"outline --target=rock surface" 내용이 담긴 줄에서 시작해 "[[[692,0],[0,0],[0,79],[257,178],[692,182]]]" 내용이 담긴 줄에서 끝나는 부분을 다시 쓰세요. 표현 "Mark" 자리에 "Trace" 표현을 넣고 나머지는 그대로 두세요.

# 데이터 기록
--------------------------------

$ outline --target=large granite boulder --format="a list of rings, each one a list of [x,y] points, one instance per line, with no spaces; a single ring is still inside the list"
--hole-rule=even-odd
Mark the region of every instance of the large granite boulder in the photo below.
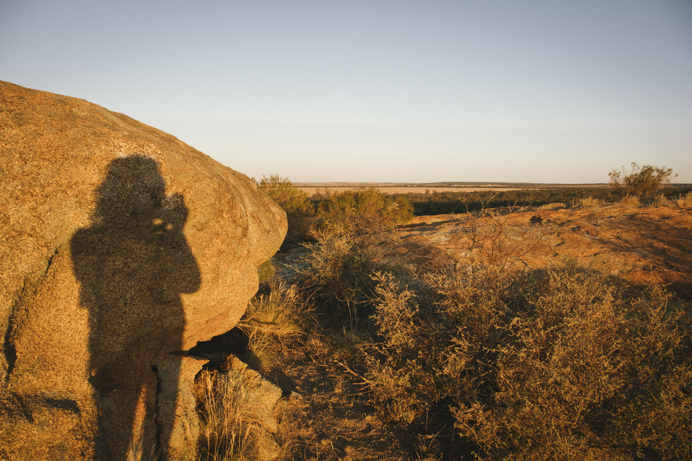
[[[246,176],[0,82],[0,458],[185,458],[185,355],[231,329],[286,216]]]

--------------------------------

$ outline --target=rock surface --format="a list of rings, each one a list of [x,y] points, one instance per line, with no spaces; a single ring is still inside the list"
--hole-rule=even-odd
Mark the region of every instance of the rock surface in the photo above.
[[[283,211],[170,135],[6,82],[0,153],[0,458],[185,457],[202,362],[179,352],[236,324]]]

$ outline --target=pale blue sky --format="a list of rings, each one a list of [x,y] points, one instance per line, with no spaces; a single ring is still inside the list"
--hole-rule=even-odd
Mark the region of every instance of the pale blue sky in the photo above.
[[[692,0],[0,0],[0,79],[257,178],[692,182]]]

--------------------------------

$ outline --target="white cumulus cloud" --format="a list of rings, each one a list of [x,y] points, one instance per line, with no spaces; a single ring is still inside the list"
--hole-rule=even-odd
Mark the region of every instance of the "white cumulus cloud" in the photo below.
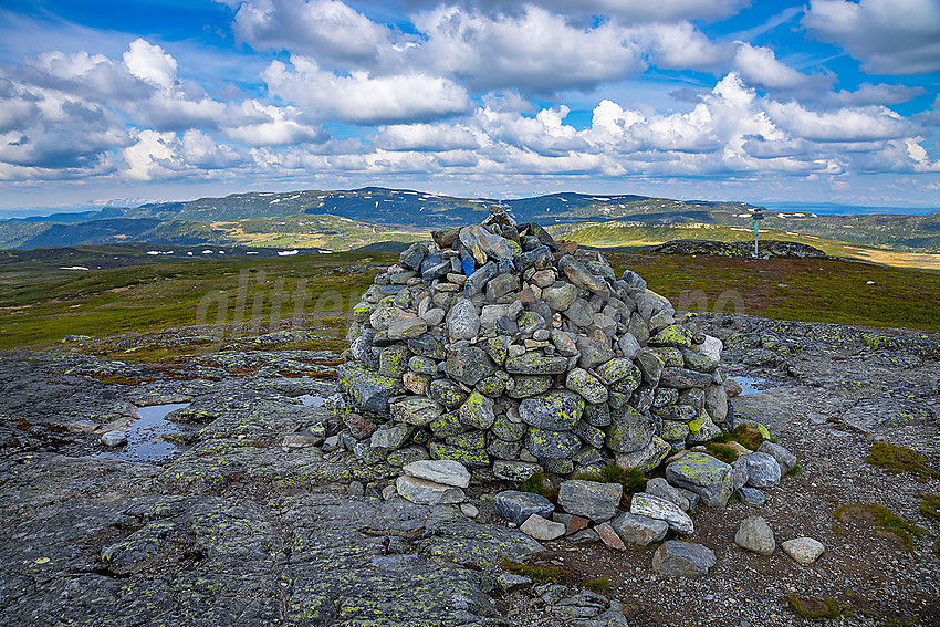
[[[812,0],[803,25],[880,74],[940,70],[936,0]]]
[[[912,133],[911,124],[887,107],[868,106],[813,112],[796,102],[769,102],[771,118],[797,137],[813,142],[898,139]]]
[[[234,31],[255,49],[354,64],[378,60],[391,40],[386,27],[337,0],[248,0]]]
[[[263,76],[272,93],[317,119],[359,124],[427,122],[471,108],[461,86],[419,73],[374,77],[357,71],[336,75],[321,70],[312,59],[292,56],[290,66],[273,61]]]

--------------------------------

# 작성한 답변
$ outline --target=rock surface --format="a list of rings, each one a list of [x,y] points, one instance per line, with no spaces; a single ring is still inside the list"
--hole-rule=even-odd
Trace the region of every instance of the rock surface in the photo above.
[[[283,211],[170,135],[6,82],[0,153],[0,458],[185,457],[202,362],[179,352],[236,324]]]

$ outline --target=pale blue sky --format="a list of rings, each one a list of [x,y] points, one instance per line, with no spaces; a single ring is still inside the list"
--hole-rule=even-odd
Trace the region of every instance of the pale blue sky in the photo above.
[[[692,0],[0,0],[0,79],[257,178],[692,182]]]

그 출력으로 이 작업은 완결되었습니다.